Exercise objective =>
Copy out every line from the one with "of the wooded" through the end of the rows, leaving the wording unchanged and offsetting each coordinate in the answers by 23.

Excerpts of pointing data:
(begin)
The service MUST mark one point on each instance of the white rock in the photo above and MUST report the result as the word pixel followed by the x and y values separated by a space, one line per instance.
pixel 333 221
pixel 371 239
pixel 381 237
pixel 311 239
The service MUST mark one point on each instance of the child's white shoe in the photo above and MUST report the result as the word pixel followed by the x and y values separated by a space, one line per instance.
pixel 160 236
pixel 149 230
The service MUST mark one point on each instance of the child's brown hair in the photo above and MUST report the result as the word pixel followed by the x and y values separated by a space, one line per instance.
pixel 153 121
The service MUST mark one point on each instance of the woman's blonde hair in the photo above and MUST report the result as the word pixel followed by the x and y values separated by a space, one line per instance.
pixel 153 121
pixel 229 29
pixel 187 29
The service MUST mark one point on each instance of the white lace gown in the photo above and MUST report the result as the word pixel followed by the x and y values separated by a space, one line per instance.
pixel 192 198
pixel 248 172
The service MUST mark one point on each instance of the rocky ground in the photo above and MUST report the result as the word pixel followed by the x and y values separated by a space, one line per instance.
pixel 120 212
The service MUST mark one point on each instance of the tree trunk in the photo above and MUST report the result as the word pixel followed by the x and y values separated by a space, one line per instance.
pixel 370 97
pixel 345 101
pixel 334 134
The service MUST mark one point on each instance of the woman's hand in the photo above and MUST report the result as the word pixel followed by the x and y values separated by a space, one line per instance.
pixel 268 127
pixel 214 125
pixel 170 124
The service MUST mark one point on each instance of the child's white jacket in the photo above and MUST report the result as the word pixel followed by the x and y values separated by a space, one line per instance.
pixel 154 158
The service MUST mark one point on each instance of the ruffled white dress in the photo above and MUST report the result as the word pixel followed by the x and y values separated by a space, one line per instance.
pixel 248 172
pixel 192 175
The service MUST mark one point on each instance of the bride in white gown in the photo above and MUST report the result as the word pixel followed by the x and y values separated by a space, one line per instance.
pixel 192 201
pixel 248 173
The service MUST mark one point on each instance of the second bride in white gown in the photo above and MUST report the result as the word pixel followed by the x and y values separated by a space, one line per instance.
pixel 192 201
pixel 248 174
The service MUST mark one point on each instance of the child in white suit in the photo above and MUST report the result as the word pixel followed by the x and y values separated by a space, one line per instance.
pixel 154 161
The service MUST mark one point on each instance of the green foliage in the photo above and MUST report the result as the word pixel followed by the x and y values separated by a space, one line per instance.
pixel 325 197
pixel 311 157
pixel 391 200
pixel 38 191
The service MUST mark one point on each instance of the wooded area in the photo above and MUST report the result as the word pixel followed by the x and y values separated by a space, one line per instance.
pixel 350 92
(end)
Expected output =>
The service MUST mark one point on each instance of the wooded area in the photo above and MUST report the result as the word pixel followed by the x and y values separated by a space, one line per instance.
pixel 373 115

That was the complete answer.